▶ **What is required**: Look through the lines below for the word "green", and copy every line that has it.

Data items
>>>

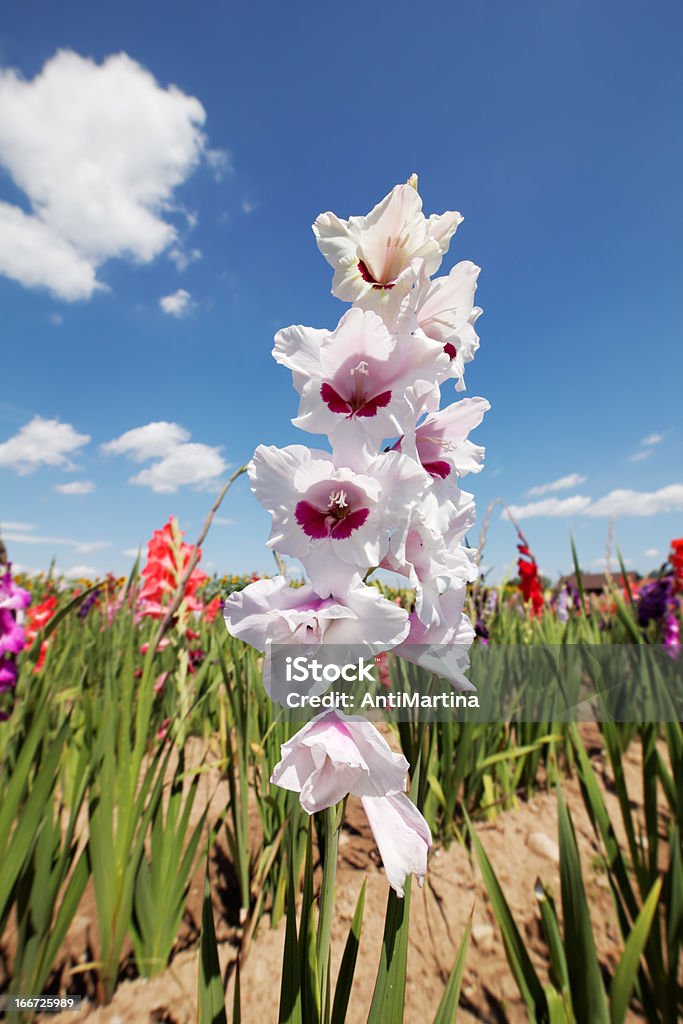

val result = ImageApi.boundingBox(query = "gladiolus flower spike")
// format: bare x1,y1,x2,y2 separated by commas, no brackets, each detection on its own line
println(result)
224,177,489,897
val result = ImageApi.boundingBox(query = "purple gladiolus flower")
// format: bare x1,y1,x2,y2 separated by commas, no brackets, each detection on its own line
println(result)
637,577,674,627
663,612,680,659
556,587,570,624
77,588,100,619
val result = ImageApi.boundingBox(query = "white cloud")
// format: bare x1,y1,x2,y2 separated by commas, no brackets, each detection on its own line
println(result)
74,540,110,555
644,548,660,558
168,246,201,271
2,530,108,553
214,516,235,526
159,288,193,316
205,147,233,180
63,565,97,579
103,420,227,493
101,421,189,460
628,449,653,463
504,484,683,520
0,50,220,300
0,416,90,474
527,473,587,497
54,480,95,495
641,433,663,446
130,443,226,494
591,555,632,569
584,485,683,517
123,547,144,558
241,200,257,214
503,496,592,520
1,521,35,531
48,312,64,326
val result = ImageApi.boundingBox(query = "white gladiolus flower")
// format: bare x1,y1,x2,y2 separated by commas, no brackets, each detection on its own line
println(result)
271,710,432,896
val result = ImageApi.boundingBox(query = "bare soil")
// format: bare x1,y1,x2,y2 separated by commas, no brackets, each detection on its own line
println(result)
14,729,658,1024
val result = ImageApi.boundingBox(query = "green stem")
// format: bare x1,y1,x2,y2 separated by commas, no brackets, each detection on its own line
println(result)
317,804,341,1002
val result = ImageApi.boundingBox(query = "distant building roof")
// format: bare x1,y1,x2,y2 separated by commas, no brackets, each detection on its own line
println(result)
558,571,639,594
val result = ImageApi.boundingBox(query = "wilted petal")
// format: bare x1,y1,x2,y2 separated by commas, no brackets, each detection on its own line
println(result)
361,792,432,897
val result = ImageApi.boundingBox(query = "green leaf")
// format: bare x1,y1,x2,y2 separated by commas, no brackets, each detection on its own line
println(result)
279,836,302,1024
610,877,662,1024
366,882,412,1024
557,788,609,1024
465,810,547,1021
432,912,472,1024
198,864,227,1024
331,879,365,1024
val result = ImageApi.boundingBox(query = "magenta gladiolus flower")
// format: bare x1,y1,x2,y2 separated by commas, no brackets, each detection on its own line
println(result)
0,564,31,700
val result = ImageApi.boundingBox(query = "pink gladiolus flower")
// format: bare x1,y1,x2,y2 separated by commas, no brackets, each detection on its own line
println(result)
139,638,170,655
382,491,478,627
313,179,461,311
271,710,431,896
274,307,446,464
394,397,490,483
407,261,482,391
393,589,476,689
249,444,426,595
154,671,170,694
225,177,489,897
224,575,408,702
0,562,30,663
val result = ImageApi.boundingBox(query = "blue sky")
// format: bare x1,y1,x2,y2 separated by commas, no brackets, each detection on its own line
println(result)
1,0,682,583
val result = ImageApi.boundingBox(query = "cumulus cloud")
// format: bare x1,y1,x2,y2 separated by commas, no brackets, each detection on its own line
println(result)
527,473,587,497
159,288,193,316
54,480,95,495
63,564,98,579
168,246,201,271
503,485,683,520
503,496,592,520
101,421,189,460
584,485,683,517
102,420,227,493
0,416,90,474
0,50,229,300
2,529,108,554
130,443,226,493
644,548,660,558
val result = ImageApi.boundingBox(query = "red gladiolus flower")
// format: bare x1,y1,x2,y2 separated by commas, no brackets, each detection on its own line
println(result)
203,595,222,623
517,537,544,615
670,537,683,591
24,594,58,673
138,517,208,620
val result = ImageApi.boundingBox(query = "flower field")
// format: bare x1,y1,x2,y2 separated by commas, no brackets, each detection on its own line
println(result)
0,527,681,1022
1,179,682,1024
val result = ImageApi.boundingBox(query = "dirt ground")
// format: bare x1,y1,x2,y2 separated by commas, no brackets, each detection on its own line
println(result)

<<<

▶ **Completed exercise**:
val result = ImageApi.boundingBox(query = "green stem")
val result = ImageApi.boundingBox(query = "green leaf")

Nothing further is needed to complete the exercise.